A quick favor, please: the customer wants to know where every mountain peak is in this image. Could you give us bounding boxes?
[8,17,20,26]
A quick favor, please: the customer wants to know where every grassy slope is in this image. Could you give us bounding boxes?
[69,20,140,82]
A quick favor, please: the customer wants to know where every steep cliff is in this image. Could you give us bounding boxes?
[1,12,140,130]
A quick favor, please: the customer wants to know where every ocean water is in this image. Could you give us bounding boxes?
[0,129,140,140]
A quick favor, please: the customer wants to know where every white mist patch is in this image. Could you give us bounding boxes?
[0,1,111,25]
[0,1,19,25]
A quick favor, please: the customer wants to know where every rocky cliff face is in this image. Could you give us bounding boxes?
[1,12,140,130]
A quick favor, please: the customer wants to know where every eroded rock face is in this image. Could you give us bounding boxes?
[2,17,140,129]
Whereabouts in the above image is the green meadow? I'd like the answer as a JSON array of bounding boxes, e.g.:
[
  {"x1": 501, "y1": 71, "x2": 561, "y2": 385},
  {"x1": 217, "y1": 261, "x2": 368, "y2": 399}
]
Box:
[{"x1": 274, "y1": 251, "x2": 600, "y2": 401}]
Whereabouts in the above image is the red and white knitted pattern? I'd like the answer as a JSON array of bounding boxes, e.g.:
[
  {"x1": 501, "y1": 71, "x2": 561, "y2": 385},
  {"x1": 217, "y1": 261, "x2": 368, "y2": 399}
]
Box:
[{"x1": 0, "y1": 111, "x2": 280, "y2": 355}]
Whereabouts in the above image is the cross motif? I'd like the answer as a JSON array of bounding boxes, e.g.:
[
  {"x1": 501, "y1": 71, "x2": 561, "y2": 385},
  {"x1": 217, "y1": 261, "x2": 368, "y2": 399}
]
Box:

* **Request**: From the material above, pull out each line containing the word "every". Only matches with the same capitalization count.

* **Final result**:
A quick favor, please: the customer wants to know where every mountain peak is in this image. Could you give us bounding boxes?
A quick favor, please: the customer wants to know where every grassy slope is in this image. Could you give us bounding boxes?
A quick favor, please: the customer wants to know where every steep cliff is in this image. Could you give us bounding boxes?
A quick favor, please: the customer wants to know where every ocean water is in this image. Could you give us bounding boxes?
A quick favor, please: the customer wants to know where every white mist patch is in this image. Could you give us bounding boxes?
A quick favor, please: the customer wants to know where every rocky cliff face is in this image. Could you give us bounding boxes?
A quick favor, please: the customer wants to know where every eroded rock face is in this image. Could you give us bounding boxes?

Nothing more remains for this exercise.